=== Begin Enclosure ===

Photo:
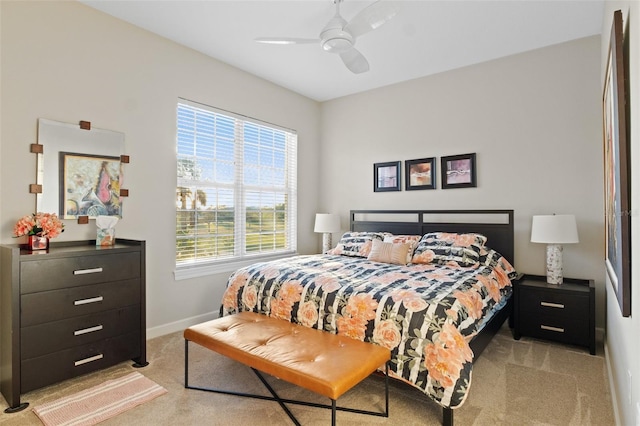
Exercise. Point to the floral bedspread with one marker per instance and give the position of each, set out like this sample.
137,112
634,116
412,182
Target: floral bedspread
425,314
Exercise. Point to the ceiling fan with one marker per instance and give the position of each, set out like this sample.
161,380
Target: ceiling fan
339,36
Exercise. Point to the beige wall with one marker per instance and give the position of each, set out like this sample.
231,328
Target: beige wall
533,121
622,344
67,62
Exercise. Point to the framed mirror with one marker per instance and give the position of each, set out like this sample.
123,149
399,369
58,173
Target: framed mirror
80,170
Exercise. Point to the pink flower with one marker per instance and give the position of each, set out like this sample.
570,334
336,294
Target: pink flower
308,314
40,224
386,334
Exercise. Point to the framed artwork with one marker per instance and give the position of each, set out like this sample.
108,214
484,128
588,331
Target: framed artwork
458,171
386,176
616,167
420,174
90,185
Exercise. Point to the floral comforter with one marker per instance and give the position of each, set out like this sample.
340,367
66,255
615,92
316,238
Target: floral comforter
425,314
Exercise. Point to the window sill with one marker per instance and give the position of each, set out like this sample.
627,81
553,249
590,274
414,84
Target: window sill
186,272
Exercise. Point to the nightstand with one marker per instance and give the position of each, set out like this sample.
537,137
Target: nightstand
564,313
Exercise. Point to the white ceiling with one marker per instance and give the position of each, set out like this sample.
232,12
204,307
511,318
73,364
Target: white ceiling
426,37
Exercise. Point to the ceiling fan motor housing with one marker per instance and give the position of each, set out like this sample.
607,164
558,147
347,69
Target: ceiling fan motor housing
334,38
336,41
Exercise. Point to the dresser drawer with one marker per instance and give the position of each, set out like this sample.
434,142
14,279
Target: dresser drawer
55,273
53,368
47,306
52,337
534,302
562,329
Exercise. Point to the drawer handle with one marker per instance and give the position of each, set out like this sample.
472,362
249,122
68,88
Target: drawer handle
90,300
87,360
87,330
552,305
548,327
86,271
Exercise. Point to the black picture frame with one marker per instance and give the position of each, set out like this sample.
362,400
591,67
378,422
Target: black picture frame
458,171
617,169
386,176
420,174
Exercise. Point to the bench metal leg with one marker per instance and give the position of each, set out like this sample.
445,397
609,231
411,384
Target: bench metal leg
282,401
447,417
333,412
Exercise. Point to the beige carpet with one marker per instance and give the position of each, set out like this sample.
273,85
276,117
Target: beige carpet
524,382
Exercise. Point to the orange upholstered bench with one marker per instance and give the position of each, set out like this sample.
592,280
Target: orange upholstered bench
321,362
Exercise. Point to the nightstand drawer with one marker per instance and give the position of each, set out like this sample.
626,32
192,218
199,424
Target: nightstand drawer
542,303
50,274
566,330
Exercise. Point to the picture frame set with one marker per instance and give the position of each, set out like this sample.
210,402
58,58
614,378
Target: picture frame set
457,171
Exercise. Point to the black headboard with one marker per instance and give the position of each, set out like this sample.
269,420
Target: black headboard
496,225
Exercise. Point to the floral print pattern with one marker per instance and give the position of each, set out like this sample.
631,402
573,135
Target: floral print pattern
425,314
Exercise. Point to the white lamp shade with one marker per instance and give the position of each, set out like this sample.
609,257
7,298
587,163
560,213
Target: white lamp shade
327,222
554,229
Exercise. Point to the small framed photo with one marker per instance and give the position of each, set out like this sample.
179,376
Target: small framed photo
420,174
386,176
458,171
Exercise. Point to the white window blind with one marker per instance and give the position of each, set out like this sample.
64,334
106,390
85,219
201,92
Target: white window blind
236,196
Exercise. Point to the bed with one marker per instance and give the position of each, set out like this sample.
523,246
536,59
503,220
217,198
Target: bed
433,286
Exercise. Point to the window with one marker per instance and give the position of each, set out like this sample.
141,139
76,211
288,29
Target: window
236,189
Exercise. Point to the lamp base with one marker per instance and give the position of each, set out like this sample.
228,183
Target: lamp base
326,242
554,264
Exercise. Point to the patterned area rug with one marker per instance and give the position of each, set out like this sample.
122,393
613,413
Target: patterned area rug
99,403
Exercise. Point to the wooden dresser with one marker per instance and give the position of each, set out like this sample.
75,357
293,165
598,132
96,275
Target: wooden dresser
70,310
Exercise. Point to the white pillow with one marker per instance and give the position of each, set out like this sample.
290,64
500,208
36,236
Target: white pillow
395,253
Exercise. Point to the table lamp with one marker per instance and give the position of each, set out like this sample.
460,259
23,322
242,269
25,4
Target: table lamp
326,223
554,230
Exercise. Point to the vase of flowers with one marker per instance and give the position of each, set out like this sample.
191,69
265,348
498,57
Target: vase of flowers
39,228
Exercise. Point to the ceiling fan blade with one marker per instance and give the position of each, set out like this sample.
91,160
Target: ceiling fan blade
286,40
372,17
355,61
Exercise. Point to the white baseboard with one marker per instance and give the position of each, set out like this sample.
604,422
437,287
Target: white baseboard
612,388
172,327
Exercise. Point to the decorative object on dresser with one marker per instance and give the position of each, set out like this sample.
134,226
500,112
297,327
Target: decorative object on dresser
326,223
73,309
563,313
39,228
554,230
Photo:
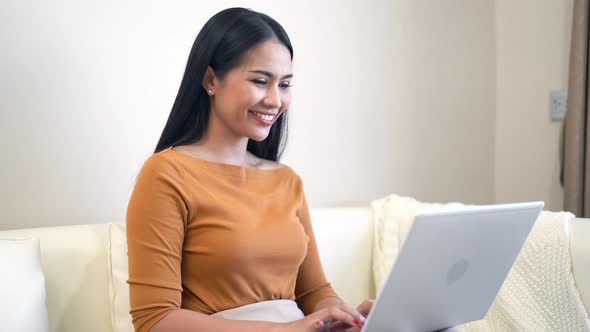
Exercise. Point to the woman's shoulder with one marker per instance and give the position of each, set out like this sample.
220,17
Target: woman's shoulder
161,162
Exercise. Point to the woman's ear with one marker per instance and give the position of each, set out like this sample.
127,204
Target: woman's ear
209,81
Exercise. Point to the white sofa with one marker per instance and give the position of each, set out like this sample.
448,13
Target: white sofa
85,265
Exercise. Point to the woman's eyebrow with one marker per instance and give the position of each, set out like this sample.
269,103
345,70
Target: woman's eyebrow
269,74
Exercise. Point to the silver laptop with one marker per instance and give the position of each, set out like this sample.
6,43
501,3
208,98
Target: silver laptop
451,267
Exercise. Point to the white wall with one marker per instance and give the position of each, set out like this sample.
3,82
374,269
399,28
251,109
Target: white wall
390,96
533,41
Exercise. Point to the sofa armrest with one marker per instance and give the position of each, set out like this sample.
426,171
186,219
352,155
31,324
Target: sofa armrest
580,255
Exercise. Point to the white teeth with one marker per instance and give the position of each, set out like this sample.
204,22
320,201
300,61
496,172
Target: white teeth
265,117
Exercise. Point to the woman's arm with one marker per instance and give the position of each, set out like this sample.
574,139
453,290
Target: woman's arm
182,320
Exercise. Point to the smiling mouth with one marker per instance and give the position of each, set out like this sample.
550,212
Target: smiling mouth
265,117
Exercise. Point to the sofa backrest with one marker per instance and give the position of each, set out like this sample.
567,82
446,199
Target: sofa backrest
82,262
85,267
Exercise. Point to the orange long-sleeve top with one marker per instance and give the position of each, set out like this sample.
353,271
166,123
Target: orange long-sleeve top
208,236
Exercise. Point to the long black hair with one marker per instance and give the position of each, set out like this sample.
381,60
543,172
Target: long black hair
222,42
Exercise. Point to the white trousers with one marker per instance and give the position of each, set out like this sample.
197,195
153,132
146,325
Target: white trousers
278,311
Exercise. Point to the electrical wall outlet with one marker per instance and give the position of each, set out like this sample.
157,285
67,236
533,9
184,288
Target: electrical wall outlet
558,104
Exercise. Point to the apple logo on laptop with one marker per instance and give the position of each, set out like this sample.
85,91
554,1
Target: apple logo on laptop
457,271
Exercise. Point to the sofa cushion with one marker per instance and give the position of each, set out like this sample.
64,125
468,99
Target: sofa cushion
75,264
22,286
119,289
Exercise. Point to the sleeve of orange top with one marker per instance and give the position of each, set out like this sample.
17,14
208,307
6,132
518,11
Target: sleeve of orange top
156,220
311,285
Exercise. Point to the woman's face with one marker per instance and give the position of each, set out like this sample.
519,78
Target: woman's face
252,96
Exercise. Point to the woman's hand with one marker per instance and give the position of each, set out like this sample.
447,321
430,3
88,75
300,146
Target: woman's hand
337,317
364,308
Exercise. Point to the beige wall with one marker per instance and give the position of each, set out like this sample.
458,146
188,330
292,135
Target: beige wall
390,96
532,51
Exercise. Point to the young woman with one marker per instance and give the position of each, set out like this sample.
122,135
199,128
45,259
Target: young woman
219,234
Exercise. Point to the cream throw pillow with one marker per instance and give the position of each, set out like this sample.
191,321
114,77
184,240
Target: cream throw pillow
22,286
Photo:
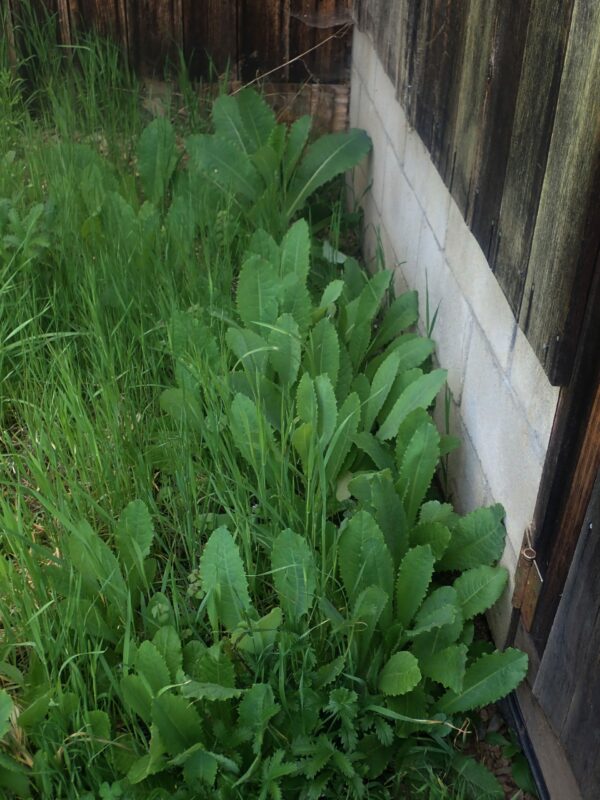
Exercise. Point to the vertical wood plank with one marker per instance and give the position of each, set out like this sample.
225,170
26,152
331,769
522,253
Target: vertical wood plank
151,34
471,103
537,96
558,277
504,71
210,36
568,682
318,28
263,38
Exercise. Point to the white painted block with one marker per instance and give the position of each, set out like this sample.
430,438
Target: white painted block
505,443
362,49
369,121
391,114
532,388
467,483
372,223
499,616
454,320
427,184
479,286
402,216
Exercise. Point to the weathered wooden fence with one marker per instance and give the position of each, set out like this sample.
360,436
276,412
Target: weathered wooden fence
506,96
248,36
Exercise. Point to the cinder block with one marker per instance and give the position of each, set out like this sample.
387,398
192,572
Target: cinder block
468,487
402,216
499,616
479,286
505,443
427,184
369,121
454,320
532,388
355,90
391,114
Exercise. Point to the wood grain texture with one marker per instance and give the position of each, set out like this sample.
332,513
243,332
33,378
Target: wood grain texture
505,94
263,37
495,130
319,30
547,34
210,32
468,118
556,279
568,681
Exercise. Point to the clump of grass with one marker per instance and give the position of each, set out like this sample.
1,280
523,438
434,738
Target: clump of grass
128,442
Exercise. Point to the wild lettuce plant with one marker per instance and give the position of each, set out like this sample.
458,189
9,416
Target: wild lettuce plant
345,630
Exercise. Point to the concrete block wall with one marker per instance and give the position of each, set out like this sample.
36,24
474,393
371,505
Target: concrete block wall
502,403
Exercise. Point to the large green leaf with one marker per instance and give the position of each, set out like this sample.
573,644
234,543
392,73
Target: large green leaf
323,351
133,536
245,119
418,468
167,642
157,158
152,667
178,723
479,588
478,538
327,408
363,556
224,581
347,425
380,388
284,338
294,573
445,600
491,677
377,451
434,534
400,674
97,564
252,434
295,251
296,142
138,696
414,577
257,293
327,157
256,709
377,494
446,666
418,394
224,165
402,313
366,612
6,710
250,348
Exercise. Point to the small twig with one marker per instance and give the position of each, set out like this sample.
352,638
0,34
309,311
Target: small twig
338,35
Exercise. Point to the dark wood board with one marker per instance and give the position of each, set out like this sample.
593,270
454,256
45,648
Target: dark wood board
320,32
568,681
502,84
210,36
472,102
547,35
264,39
557,279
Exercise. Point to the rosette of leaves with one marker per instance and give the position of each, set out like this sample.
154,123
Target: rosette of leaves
267,170
308,687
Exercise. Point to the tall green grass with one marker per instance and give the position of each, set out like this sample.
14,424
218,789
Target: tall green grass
82,365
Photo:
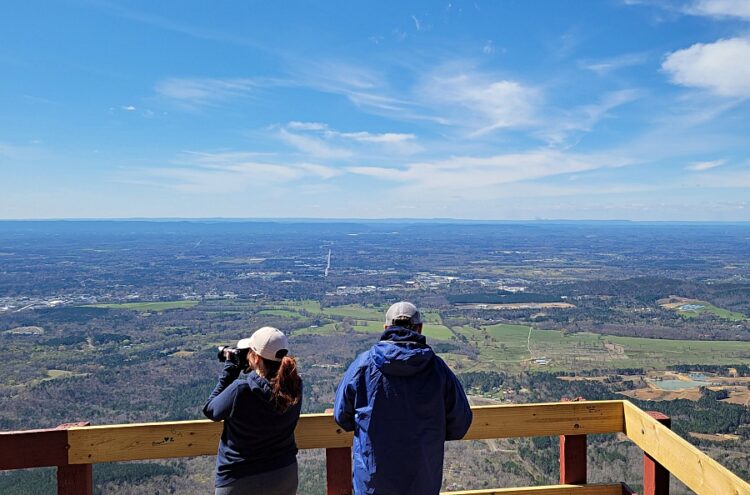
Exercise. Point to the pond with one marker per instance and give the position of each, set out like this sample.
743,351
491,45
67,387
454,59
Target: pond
679,384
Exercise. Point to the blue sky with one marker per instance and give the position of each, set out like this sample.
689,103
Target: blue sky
607,109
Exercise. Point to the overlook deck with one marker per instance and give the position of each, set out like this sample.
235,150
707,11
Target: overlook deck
73,448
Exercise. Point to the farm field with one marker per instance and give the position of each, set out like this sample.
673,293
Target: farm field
147,306
510,346
691,308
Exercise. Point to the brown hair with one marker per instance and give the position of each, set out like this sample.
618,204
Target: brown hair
285,381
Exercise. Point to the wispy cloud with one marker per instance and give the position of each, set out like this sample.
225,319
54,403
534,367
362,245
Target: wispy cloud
721,67
194,92
170,24
470,175
556,129
608,65
479,100
702,166
720,8
417,24
319,140
313,146
226,172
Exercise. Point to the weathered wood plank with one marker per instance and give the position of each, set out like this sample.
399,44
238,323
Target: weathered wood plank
699,472
656,476
339,471
111,443
594,489
573,459
558,418
320,431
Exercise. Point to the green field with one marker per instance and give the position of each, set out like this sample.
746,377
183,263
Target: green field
147,306
285,313
710,308
440,332
508,346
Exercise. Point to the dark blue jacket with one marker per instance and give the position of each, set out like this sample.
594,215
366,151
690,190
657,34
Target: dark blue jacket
256,438
403,403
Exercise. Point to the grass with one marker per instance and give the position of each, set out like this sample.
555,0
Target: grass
281,312
506,346
146,306
321,330
440,332
710,308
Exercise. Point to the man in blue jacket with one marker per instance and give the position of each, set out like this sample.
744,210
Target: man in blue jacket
402,402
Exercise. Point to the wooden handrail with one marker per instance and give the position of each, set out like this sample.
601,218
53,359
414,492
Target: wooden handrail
699,472
130,442
594,489
93,444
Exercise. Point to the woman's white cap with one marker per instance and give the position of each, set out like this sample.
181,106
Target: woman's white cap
268,342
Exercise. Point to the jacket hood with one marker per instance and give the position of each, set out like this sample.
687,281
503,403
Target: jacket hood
401,352
259,386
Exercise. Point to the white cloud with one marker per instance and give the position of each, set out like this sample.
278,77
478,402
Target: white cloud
203,91
417,24
468,176
494,103
722,67
232,172
701,166
318,135
313,146
368,137
605,66
307,126
721,8
584,118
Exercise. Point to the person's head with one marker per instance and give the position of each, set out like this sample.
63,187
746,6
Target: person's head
267,350
405,315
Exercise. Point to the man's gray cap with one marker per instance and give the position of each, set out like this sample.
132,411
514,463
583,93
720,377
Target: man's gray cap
403,311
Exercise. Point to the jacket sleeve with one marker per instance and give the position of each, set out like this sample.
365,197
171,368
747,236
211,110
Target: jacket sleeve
221,401
458,413
343,406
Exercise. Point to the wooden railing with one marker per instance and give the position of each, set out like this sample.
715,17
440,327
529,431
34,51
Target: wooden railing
74,448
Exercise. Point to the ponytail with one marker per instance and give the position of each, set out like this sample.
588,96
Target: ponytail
285,382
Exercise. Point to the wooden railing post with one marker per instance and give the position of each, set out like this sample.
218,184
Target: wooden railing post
572,459
339,471
74,479
656,476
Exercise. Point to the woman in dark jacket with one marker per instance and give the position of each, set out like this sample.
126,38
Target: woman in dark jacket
257,452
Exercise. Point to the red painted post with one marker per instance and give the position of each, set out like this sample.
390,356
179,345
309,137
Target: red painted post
655,476
339,471
74,479
33,448
572,459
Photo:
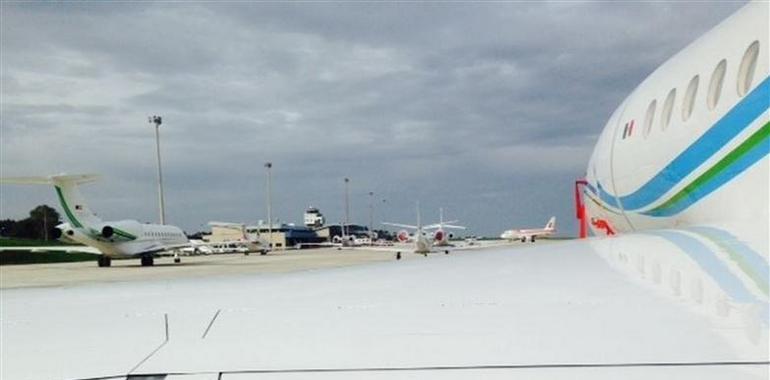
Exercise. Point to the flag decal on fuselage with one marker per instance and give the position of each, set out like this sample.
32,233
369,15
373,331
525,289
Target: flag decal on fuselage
628,129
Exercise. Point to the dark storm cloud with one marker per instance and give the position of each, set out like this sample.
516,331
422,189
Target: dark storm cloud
489,110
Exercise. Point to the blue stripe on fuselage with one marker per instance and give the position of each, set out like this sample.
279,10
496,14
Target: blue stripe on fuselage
735,121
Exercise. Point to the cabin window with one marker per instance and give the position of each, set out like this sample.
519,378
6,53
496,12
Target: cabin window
746,71
649,116
715,86
668,107
689,98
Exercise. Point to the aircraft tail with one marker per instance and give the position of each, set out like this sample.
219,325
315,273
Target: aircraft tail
75,208
551,225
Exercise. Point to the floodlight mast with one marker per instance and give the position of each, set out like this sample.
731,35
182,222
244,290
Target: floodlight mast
269,166
347,207
157,120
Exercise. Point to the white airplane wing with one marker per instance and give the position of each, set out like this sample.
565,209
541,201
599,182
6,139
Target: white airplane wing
670,304
400,225
54,248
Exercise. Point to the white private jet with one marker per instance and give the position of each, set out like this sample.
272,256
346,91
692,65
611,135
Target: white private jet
679,292
110,239
441,236
532,233
422,239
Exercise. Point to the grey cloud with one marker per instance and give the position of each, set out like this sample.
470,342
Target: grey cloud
489,110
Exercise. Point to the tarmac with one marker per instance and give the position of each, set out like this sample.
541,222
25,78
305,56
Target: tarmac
73,274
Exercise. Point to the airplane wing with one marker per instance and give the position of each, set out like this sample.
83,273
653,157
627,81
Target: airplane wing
674,304
161,249
400,225
54,248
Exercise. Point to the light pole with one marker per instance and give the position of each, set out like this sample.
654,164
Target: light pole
371,218
347,206
157,120
269,166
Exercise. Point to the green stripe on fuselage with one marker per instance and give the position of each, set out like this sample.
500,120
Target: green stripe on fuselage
720,166
70,215
123,234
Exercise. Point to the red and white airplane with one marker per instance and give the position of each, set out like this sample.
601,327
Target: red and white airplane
532,233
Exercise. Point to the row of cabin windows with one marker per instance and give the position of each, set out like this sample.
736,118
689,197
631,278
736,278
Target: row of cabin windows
744,80
161,234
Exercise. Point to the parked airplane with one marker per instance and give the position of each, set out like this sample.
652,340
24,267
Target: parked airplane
123,238
532,233
440,235
423,241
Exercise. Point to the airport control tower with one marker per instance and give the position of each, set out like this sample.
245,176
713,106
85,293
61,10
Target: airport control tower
314,218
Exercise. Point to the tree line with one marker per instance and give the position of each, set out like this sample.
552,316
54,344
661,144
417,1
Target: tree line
40,224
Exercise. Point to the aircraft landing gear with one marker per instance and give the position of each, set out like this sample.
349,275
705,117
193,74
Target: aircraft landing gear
148,261
104,261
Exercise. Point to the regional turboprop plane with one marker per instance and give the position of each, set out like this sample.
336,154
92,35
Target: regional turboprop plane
123,238
440,234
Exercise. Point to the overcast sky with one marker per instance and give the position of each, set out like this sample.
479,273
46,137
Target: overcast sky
489,110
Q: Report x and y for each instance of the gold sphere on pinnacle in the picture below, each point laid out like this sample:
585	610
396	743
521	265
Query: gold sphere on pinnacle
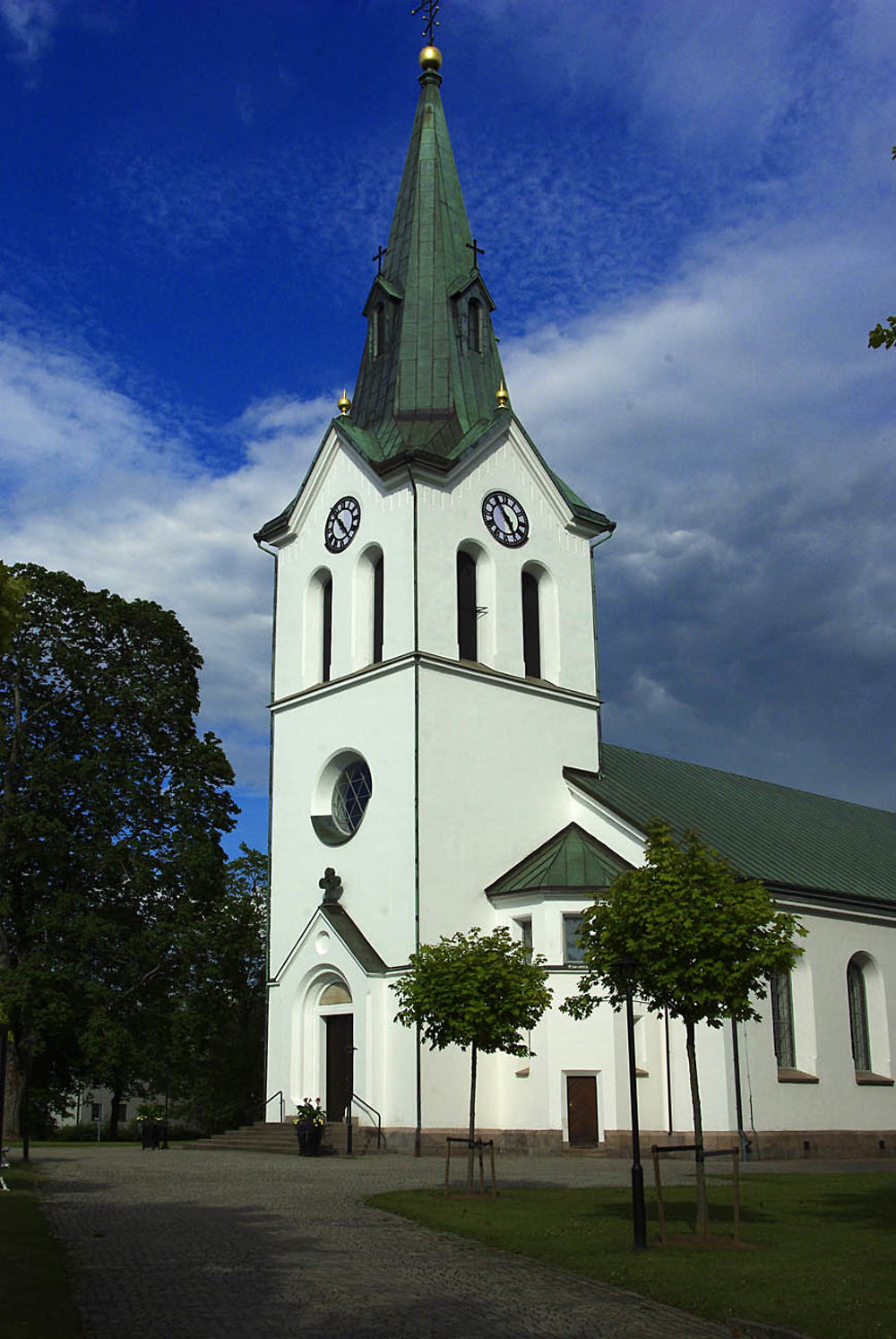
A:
430	57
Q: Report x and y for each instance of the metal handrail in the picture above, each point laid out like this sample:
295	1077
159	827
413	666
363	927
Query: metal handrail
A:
371	1110
279	1093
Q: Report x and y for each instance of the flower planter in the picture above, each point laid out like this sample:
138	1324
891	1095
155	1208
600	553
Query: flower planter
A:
310	1140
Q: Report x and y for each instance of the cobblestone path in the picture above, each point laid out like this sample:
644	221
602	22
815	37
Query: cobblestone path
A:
251	1246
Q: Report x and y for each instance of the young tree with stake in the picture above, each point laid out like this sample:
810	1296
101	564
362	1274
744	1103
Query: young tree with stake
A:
685	934
477	991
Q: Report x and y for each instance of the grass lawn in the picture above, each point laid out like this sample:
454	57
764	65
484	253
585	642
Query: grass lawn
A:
37	1298
817	1251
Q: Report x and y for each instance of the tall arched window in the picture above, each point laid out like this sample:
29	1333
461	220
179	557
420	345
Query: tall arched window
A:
325	626
466	637
318	629
530	626
781	994
378	611
858	1032
474	325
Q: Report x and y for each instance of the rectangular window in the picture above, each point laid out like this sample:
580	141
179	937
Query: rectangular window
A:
573	952
781	994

=== End Enclosure ===

* EXERCISE REQUIREMENTS *
Show me every line of the entries above that holds "cobblestone".

* PROBLEM SOLUTION *
Q: Report x and y for each instance of the cobblestone path in the picture above, each point laid out like this sample:
Query: cobblestone path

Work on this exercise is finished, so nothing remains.